*ABOUT THIS TASK*.
Each entry below must appear in the answer exactly as written.
Segment Open
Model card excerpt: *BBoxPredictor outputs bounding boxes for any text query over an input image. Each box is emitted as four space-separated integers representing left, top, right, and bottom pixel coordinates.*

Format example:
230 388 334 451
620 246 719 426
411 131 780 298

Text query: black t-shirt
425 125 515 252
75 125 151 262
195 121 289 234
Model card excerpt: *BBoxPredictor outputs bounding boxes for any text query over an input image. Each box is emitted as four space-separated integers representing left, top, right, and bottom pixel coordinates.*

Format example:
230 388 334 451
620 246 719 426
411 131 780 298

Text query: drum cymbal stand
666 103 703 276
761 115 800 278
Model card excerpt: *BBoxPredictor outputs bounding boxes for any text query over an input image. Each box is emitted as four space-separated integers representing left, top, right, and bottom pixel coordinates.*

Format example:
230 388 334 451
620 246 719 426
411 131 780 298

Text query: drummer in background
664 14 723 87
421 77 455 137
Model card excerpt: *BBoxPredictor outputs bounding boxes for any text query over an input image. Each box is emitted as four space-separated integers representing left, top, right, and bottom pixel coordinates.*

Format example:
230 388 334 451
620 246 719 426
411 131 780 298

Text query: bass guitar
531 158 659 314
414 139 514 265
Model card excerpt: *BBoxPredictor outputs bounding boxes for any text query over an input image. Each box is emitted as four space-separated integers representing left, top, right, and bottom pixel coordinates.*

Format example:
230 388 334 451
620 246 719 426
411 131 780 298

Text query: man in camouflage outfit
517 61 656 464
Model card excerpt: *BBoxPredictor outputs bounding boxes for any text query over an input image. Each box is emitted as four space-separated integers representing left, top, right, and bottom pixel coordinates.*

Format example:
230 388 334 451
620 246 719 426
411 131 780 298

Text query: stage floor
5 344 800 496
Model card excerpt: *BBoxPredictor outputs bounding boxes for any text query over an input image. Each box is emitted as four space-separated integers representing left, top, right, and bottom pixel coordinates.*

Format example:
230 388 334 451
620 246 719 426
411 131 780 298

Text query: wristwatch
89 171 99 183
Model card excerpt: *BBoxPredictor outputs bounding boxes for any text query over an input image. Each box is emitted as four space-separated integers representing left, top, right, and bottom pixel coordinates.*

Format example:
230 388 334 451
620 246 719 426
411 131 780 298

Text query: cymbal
Segment Closed
*COMPLETED EXERCISE*.
Model card excerpt: *BBoxPredictor outputs bounding boxes for any text query over an input image. Each box is emitted as four space-separated integers representing left, top, right, and bottom pixel coordinates.*

Format example:
230 388 334 451
620 246 719 426
411 131 780 298

Text query: black t-shirt
425 125 515 252
75 125 151 262
195 121 289 234
Model card excerpt: *BBoxPredictor outputs bounding boxes for any text query over an input image. Each box is emitted as four space-separated integers representing left, top, right, and bottom pixel coordinates.*

Format example:
230 388 334 451
620 246 719 426
411 131 780 298

Text query: drum cymbal stand
666 103 703 276
761 115 800 278
Model card excerpt: *BBoxPredictor outputs bounding boxes for any text query over an input image. Each box is emitted as four space-separated integers representing left, top, right, and bottom pixel coordinates.*

Format example:
230 388 334 451
620 246 719 426
411 131 780 298

Text query: drummer in background
664 14 723 87
421 77 455 137
Model card excerpt: *BBoxPredictor outputs bounding boxes for any text query over an input image. Each box is emitted as four space-separated integers representing left, top, right, and bottom pixel coordinates.*

Format example:
230 388 334 451
620 246 719 426
411 131 780 298

Text query: bass guitar
531 158 659 314
414 139 514 265
Model card excerpt: *BBoxPredictor outputs bounding boxes for any text query over an input image. Each box is emitted as four space-separated integers representing left, top, right, and bottom pixel coordinates.*

Format example:
230 388 334 451
620 246 719 426
411 131 780 298

Text query: man in camouflage outfit
517 61 656 464
Model card excerpt: *BBoxPredictor outputs bounding boxes for any text query over an input image. Each box is emitted as four space-separated integers representing left, top, right, and bottom pixel coordinates.*

Format example:
230 388 334 451
620 246 719 426
411 131 780 298

Text query: stage floor
5 344 800 496
Model card excerpt: *BBoxPredictor outputs bounding boxes for any text query over an input image. Each box is emitted as four space-separated integers representing left, top, right, and bottom pixel coordinates.*

Format example:
230 388 334 451
620 246 719 426
411 131 780 298

Text query: wristwatch
89 171 99 183
Model card excerpt: *BBoxPredictor outputs bounding boxes for any text query over an input image. Each box is emitted as four space-separated integers representing left, top, right, and bottom pixel coordinates.*

Format example:
230 388 334 451
620 246 719 426
411 131 780 298

Text query: cymbal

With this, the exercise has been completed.